Data -
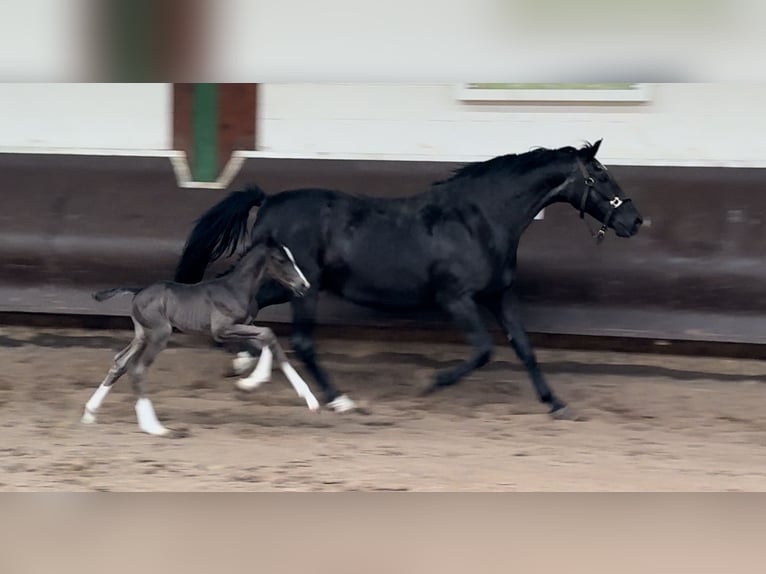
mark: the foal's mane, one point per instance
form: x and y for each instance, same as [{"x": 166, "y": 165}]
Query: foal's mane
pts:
[{"x": 512, "y": 163}]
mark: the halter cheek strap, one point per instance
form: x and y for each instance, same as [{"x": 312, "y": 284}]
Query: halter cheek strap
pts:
[{"x": 614, "y": 203}]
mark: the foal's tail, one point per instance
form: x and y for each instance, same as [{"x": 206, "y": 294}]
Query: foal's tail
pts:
[
  {"x": 217, "y": 233},
  {"x": 109, "y": 293}
]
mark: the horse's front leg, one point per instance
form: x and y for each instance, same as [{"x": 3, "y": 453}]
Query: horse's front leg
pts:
[
  {"x": 304, "y": 319},
  {"x": 465, "y": 314},
  {"x": 508, "y": 314}
]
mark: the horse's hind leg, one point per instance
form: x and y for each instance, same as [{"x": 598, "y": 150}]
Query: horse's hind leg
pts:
[
  {"x": 147, "y": 419},
  {"x": 506, "y": 310},
  {"x": 465, "y": 314},
  {"x": 119, "y": 368}
]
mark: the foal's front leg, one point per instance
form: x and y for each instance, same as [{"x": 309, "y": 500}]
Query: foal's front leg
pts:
[
  {"x": 465, "y": 314},
  {"x": 265, "y": 338}
]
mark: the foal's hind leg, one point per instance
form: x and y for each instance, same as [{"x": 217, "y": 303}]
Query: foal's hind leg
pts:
[
  {"x": 465, "y": 314},
  {"x": 263, "y": 336},
  {"x": 506, "y": 310},
  {"x": 147, "y": 419},
  {"x": 119, "y": 368}
]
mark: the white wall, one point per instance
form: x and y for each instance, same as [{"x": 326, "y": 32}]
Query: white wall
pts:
[
  {"x": 85, "y": 116},
  {"x": 694, "y": 124}
]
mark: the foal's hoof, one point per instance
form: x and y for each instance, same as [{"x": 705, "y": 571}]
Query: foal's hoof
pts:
[
  {"x": 433, "y": 387},
  {"x": 88, "y": 418},
  {"x": 344, "y": 404},
  {"x": 567, "y": 413},
  {"x": 181, "y": 432},
  {"x": 173, "y": 433},
  {"x": 242, "y": 365}
]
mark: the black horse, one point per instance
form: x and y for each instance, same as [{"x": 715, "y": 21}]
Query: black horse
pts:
[{"x": 452, "y": 246}]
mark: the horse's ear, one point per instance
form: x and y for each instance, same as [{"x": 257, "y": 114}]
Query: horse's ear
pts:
[
  {"x": 271, "y": 242},
  {"x": 590, "y": 151}
]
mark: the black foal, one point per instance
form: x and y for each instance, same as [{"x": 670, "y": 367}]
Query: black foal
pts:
[{"x": 222, "y": 307}]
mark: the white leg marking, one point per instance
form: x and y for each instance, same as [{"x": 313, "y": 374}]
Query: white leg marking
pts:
[
  {"x": 147, "y": 418},
  {"x": 261, "y": 374},
  {"x": 342, "y": 404},
  {"x": 242, "y": 362},
  {"x": 300, "y": 386},
  {"x": 295, "y": 266},
  {"x": 94, "y": 403}
]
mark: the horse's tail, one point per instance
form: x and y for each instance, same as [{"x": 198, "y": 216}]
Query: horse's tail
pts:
[
  {"x": 217, "y": 232},
  {"x": 109, "y": 293}
]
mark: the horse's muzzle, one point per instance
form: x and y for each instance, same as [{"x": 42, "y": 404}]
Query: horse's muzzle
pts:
[{"x": 300, "y": 289}]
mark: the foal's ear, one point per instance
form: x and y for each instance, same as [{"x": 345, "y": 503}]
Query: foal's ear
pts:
[{"x": 589, "y": 152}]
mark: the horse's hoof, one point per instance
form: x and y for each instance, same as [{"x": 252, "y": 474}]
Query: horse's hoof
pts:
[
  {"x": 342, "y": 404},
  {"x": 250, "y": 385},
  {"x": 567, "y": 413}
]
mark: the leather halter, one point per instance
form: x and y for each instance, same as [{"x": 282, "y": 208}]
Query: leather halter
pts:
[{"x": 614, "y": 203}]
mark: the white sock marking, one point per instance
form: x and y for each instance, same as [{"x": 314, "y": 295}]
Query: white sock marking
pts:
[
  {"x": 261, "y": 374},
  {"x": 342, "y": 404},
  {"x": 94, "y": 403},
  {"x": 300, "y": 386},
  {"x": 242, "y": 362},
  {"x": 295, "y": 266},
  {"x": 147, "y": 418}
]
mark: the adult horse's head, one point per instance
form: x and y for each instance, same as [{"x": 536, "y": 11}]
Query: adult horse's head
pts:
[
  {"x": 281, "y": 266},
  {"x": 594, "y": 191}
]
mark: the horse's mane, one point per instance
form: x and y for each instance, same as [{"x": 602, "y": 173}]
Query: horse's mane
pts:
[
  {"x": 511, "y": 163},
  {"x": 244, "y": 254}
]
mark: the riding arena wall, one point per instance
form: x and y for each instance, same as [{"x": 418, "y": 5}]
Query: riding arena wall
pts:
[{"x": 100, "y": 187}]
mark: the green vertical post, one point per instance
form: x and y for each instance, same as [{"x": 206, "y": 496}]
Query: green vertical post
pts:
[{"x": 205, "y": 132}]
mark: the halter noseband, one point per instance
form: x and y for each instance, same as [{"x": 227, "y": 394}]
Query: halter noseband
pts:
[{"x": 614, "y": 203}]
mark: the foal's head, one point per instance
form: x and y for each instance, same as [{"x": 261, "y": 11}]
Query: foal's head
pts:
[
  {"x": 281, "y": 266},
  {"x": 596, "y": 193}
]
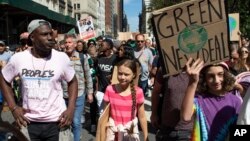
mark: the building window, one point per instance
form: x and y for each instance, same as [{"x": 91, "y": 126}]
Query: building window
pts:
[{"x": 77, "y": 16}]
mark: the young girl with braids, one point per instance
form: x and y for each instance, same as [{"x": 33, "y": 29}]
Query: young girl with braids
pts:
[{"x": 126, "y": 104}]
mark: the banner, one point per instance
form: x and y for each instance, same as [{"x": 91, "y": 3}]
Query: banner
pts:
[
  {"x": 234, "y": 26},
  {"x": 196, "y": 29},
  {"x": 86, "y": 28}
]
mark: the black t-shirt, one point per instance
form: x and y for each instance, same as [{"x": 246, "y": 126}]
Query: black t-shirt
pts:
[{"x": 104, "y": 71}]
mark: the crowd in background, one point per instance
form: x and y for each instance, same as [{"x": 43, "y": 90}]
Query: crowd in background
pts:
[{"x": 94, "y": 61}]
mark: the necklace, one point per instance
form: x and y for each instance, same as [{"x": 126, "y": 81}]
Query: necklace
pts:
[{"x": 39, "y": 79}]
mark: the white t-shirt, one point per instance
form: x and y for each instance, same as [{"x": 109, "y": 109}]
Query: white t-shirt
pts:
[{"x": 41, "y": 83}]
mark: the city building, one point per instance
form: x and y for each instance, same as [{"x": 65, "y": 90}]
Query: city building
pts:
[
  {"x": 15, "y": 16},
  {"x": 85, "y": 8}
]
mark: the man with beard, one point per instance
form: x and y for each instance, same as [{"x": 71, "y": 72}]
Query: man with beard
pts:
[{"x": 41, "y": 70}]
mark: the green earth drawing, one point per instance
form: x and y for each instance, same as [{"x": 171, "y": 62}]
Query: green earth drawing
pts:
[{"x": 192, "y": 38}]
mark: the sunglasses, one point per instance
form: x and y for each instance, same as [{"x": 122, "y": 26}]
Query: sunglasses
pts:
[
  {"x": 244, "y": 51},
  {"x": 24, "y": 42},
  {"x": 140, "y": 41},
  {"x": 44, "y": 23}
]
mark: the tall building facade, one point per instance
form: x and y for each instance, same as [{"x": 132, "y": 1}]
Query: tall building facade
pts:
[
  {"x": 63, "y": 7},
  {"x": 85, "y": 8}
]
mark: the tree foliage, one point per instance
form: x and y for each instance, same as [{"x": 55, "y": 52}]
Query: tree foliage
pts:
[{"x": 233, "y": 6}]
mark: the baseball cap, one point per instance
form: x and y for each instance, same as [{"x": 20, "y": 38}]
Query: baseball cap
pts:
[
  {"x": 33, "y": 25},
  {"x": 24, "y": 35},
  {"x": 2, "y": 43},
  {"x": 91, "y": 42}
]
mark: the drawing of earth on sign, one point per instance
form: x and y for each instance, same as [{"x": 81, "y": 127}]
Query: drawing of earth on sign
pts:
[
  {"x": 232, "y": 24},
  {"x": 192, "y": 38}
]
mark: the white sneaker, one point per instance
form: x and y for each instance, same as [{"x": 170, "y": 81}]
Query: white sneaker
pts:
[
  {"x": 93, "y": 128},
  {"x": 82, "y": 119}
]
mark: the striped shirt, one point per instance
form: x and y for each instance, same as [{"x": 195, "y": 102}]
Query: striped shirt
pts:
[{"x": 121, "y": 106}]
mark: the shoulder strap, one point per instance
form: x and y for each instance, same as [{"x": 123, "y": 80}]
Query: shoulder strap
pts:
[{"x": 81, "y": 55}]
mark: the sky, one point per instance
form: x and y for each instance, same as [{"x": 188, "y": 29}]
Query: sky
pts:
[{"x": 132, "y": 9}]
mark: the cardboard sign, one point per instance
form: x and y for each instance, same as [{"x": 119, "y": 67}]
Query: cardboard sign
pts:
[
  {"x": 196, "y": 28},
  {"x": 86, "y": 28},
  {"x": 124, "y": 36},
  {"x": 234, "y": 26}
]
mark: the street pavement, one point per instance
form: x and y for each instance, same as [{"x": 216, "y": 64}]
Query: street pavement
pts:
[{"x": 86, "y": 134}]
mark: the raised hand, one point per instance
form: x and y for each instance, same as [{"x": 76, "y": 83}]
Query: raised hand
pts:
[{"x": 193, "y": 69}]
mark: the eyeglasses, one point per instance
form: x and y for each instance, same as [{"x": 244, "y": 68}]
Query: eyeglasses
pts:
[
  {"x": 244, "y": 51},
  {"x": 24, "y": 42},
  {"x": 140, "y": 41},
  {"x": 44, "y": 22}
]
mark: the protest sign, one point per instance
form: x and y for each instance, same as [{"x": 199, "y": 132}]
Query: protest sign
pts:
[
  {"x": 86, "y": 28},
  {"x": 234, "y": 26},
  {"x": 196, "y": 28},
  {"x": 124, "y": 36}
]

Work required -
List the lines of the records where "muzzle" occurs.

Exercise answer -
mark: the horse's muzzle, one point per instance
Query: horse's muzzle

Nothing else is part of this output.